▶ [PASSAGE PROVIDED]:

= = = =

Scientists Reveal Pre-Tree of Life Evolution Window

Oberlin College

All life on Earth shares a common ancestor that lived roughly four billion years ago. This so-called "last universal common ancestor" represents the most ancient organism that researchers can study.

Previous research on the last universal common ancestor has found that all the characteristics we see in organisms today, like having a cell membrane and a DNA genome, were already present by the time of this ancestor. So, if we want to understand how these foundational characteristics of life first emerged, then we need to be able to study evolutionary history prior to the last universal common ancestor.

In a new article published in the journal Cell Genomics, scientists Aaron Goldman (Oberlin College), Greg Fournier (MIT), and Betül Kaçar (University of Wisconsin-Madison) describe a method to do just that. "While the last universal common ancestor is the most ancient organism we can study with evolutionary methods," said Goldman, "some of the genes in its genome were much older." The authors describe a type of gene family known as a "universal paralog," which provides evidence of evolutionary events that occurred before the last universal common ancestor.

A paralog is a gene family that has multiple members in the same genome. For example, in our own genome, we have eight versions of hemoglobin genes, which encode proteins that bind to oxygen and carry it through the blood. All of these paralog genes descended from an ancient globin gene that existed as a single copy about 800 million years ago. The paralogs were created by repeated duplications of that gene through DNA copying errors, with each copy then evolving its own distinct features over millions of years.

Universal paralogs are a rare, special type of paralog that have at least two copies in the genomes of all or nearly all organisms alive today. This broad presence indicates that the duplication of an original gene must have taken place before the last universal common ancestor, with multiple copies inherited by its descendants, all the way to the present day.

For this reason, the authors argue that universal paralogs provide an indispensable, but underutilized, target for understanding the earliest history of life on Earth, especially as tools for such research improve with the arrival of new AI-based techniques and AI-optimized hardware.

"While there are precious few universal paralogs that we know," says Goldman, "they can give us a lot of information about what life was like before the time of the last universal common ancestor." Fournier adds, "The history of these universal paralogs is the only information we will ever have about these earliest cellular lineages, and so we need to carefully extract as much knowledge as we can from them."

= = = =

▶ [REQUIRED ACTION]:
According to the article on universal paralogs, why must the duplication that produced a universal paralog have happened before the last universal common ancestor? Answer in one to three sentences.

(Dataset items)
= = = =

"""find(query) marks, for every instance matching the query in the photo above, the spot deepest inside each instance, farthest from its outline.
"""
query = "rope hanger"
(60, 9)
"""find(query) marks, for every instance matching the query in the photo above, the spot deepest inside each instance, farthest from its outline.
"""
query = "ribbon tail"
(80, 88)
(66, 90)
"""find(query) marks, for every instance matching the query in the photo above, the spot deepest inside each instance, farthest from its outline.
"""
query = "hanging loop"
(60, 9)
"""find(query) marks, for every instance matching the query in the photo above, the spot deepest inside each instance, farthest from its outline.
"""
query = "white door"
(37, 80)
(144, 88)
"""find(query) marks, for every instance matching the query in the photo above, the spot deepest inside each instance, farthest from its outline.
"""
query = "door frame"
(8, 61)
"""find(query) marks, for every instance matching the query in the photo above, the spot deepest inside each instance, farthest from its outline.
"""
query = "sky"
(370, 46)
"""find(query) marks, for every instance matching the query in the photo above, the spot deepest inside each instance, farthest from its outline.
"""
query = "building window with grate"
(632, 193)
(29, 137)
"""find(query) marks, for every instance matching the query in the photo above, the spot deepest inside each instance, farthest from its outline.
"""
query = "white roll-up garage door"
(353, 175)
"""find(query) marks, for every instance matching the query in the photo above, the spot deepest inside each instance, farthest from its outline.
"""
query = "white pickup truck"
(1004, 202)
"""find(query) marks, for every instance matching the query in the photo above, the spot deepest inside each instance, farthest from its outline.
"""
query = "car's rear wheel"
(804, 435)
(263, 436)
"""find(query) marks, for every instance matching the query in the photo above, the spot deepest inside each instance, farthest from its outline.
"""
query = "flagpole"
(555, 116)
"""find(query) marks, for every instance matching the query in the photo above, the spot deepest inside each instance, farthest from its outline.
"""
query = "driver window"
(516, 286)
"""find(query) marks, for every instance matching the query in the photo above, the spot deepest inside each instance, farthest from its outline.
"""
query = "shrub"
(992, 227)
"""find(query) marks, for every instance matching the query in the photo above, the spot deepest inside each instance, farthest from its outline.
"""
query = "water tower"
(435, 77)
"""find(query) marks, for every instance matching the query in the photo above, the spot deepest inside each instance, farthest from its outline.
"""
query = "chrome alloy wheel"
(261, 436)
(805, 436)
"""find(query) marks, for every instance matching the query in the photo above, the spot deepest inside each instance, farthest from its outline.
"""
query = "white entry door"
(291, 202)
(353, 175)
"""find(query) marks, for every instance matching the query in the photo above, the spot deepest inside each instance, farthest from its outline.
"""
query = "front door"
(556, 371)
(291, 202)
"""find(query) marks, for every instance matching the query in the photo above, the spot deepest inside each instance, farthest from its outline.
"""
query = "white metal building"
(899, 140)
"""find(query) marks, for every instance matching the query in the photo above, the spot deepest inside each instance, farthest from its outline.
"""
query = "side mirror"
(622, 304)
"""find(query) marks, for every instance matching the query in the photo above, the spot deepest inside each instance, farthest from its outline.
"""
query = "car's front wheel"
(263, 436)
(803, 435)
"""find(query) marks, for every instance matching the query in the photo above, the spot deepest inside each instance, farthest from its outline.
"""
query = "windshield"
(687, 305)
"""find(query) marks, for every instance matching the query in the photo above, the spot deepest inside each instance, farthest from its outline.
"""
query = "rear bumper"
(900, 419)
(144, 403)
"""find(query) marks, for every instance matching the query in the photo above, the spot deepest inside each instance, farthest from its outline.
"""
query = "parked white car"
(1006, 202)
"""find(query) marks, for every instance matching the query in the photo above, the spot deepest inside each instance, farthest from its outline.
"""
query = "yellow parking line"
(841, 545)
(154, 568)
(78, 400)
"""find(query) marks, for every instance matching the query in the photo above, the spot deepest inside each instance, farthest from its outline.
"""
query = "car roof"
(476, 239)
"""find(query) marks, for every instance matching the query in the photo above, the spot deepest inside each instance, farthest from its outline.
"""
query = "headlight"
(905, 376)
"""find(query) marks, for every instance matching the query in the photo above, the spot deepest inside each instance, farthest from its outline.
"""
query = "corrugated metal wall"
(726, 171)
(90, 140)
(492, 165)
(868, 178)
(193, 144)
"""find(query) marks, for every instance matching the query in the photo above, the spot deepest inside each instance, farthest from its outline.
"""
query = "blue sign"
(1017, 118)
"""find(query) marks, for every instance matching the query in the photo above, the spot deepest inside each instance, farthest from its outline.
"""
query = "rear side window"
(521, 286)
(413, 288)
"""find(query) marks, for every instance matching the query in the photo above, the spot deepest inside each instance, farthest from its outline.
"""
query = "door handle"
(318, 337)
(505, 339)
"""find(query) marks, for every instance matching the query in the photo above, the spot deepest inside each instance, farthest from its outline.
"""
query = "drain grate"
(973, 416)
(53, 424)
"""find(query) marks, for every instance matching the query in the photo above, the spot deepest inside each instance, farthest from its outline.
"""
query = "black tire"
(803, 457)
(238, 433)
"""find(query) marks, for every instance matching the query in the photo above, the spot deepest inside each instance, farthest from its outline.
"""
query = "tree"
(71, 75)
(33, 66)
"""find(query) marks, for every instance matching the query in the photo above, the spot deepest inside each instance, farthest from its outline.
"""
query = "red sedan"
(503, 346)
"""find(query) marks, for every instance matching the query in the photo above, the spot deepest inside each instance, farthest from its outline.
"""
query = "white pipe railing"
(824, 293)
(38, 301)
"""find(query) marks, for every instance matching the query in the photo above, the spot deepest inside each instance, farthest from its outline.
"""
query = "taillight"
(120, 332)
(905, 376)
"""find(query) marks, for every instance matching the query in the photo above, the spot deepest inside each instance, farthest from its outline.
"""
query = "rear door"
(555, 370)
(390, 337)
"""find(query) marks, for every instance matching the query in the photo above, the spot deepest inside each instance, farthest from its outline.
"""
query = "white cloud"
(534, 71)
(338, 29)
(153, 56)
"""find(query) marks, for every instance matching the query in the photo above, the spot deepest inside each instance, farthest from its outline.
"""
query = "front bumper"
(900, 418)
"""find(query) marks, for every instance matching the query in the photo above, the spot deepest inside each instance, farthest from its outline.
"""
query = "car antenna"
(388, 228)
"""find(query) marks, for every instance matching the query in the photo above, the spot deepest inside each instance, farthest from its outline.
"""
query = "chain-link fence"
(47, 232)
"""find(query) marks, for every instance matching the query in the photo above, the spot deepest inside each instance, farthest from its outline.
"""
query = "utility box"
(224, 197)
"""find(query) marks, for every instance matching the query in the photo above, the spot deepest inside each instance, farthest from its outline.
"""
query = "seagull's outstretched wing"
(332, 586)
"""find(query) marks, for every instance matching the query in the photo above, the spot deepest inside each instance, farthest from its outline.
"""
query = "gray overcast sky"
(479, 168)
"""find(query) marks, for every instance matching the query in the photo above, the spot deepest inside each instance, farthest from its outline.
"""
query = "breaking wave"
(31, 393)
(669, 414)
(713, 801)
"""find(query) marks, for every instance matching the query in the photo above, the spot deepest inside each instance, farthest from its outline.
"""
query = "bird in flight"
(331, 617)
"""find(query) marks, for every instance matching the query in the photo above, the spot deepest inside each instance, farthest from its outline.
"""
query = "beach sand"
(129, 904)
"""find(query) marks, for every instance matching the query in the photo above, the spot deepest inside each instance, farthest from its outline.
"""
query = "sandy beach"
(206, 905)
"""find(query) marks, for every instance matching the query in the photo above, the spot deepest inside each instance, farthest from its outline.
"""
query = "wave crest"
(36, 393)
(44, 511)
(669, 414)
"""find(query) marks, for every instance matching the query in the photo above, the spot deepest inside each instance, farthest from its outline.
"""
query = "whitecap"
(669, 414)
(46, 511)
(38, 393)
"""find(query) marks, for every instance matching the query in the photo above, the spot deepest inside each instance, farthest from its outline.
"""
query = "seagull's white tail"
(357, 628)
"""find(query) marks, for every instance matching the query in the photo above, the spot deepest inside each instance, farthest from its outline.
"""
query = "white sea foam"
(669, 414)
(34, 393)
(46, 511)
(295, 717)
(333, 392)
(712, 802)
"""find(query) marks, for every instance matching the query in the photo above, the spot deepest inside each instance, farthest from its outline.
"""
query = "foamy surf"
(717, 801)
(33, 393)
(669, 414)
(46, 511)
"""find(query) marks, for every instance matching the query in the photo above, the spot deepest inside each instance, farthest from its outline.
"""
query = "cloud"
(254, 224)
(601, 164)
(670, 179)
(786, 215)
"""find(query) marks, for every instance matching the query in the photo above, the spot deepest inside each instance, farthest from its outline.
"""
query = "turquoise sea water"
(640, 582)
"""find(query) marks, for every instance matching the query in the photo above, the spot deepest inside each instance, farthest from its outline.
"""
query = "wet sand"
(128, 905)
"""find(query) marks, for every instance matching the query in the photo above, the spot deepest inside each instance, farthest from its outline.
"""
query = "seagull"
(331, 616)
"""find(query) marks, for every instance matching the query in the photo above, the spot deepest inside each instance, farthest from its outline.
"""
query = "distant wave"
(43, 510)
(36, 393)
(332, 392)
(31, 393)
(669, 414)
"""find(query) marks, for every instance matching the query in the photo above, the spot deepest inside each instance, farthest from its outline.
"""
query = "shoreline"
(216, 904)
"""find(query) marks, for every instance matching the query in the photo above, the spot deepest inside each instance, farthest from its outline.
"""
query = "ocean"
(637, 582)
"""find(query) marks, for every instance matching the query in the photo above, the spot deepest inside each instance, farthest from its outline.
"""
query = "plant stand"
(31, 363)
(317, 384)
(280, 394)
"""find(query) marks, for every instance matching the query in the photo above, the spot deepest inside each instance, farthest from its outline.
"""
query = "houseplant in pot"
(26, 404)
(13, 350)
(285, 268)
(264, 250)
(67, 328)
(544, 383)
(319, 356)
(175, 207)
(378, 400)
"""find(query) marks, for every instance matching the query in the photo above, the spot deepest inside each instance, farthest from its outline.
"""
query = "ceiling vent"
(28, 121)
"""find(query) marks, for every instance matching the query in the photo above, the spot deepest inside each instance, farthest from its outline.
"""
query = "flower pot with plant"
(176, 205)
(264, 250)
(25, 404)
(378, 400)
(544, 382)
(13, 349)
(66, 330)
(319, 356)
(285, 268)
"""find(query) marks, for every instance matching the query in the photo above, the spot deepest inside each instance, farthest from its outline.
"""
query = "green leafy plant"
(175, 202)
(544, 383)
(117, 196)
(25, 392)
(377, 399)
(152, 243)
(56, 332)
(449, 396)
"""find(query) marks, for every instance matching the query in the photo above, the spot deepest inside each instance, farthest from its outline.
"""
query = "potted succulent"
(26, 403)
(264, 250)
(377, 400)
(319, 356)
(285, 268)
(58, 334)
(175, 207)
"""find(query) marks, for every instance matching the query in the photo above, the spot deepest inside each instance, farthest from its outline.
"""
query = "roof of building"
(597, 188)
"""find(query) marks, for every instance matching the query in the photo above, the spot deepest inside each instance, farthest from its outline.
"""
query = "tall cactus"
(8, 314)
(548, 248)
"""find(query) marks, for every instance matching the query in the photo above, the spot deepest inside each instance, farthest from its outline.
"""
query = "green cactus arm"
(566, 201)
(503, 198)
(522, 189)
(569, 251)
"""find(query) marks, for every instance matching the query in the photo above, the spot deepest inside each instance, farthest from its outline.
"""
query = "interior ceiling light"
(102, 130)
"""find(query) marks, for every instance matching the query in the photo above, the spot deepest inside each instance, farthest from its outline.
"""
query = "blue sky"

= = = =

▶ [EXERCISE OUTPUT]:
Universal paralogs have at least two copies in the genomes of all or nearly all organisms alive today. This broad presence indicates that the original gene was duplicated before the last universal common ancestor, which passed multiple copies to its descendants down to the present day.